## [TEXT TO READ]
** BEGIN **
Assuming that is correct, I'd now only need to solve voltage drop through the LED strips. Each pixel will experience resistance and drop voltage, and after a very short distance (about 90 pixels) the color will get to be way off. But since voltage stays the same through parallel circuits and drops with every component that offers resistance in series, I'd assume that if I power inject in a way that puts all LED strips into a parallel line with each other, then each strip will receive 5V, and voltage drop will be fixed.
assuming that these last two paragraphs are correct, I'll only need a new power source when the amperage has all been drawn, which would occur after adding the fourth 1 meter strip to the circuit. so if I were to want 8 one meter strips, I'd need to get a separate 5v 15A power source and restart the process. I'd love to be able to put the same signal from the first set of 1m strands into the second, thus creating a larger set, using power injection from 1 power source every 1 meter for 4 meters, and using power injection from a new power source every 4 meters for as long as possible.
So here, I have a few questions:
A) is it true that my raspberry pi won't end up soaking up all 15 amps and getting ruined?
** END **
## [WHAT YOU WILL DO]
Copy out the entire LED strip power post above word for word, before the listing begins.

## [DATA ROWS]
** BEGIN **
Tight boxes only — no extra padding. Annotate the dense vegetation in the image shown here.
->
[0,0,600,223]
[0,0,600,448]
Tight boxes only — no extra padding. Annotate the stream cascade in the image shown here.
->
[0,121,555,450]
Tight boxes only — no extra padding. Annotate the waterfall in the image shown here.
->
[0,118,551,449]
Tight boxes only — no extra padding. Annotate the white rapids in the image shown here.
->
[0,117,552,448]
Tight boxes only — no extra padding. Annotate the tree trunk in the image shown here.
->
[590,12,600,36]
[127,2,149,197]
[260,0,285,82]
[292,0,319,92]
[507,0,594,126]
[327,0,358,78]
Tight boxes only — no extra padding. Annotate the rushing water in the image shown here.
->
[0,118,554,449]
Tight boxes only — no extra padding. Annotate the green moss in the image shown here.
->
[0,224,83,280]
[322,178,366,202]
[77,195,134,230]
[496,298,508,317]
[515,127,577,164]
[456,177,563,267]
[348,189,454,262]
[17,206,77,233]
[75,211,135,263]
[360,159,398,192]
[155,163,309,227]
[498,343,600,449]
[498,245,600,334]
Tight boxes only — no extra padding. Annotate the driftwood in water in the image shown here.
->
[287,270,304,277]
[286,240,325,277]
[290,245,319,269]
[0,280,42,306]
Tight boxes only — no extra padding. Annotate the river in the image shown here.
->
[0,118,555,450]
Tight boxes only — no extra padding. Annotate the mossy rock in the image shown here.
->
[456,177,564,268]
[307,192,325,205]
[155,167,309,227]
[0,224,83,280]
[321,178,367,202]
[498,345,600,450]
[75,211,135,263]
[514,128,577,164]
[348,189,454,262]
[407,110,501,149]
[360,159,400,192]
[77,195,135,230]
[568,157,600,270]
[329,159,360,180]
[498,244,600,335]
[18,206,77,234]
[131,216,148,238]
** END **
## [RESPONSE TO THIS TASK]
Assuming that is correct, I'd now only need to solve voltage drop through the LED strips. Each pixel will experience resistance and drop voltage, and after a very short distance (about 90 pixels) the color will get to be way off. But since voltage stays the same through parallel circuits and drops with every component that offers resistance in series, I'd assume that if I power inject in a way that puts all LED strips into a parallel line with each other, then each strip will receive 5V, and voltage drop will be fixed.
assuming that these last two paragraphs are correct, I'll only need a new power source when the amperage has all been drawn, which would occur after adding the fourth 1 meter strip to the circuit. so if I were to want 8 one meter strips, I'd need to get a separate 5v 15A power source and restart the process. I'd love to be able to put the same signal from the first set of 1m strands into the second, thus creating a larger set, using power injection from 1 power source every 1 meter for 4 meters, and using power injection from a new power source every 4 meters for as long as possible.
So here, I have a few questions:
A) is it true that my raspberry pi won't end up soaking up all 15 amps and getting ruined?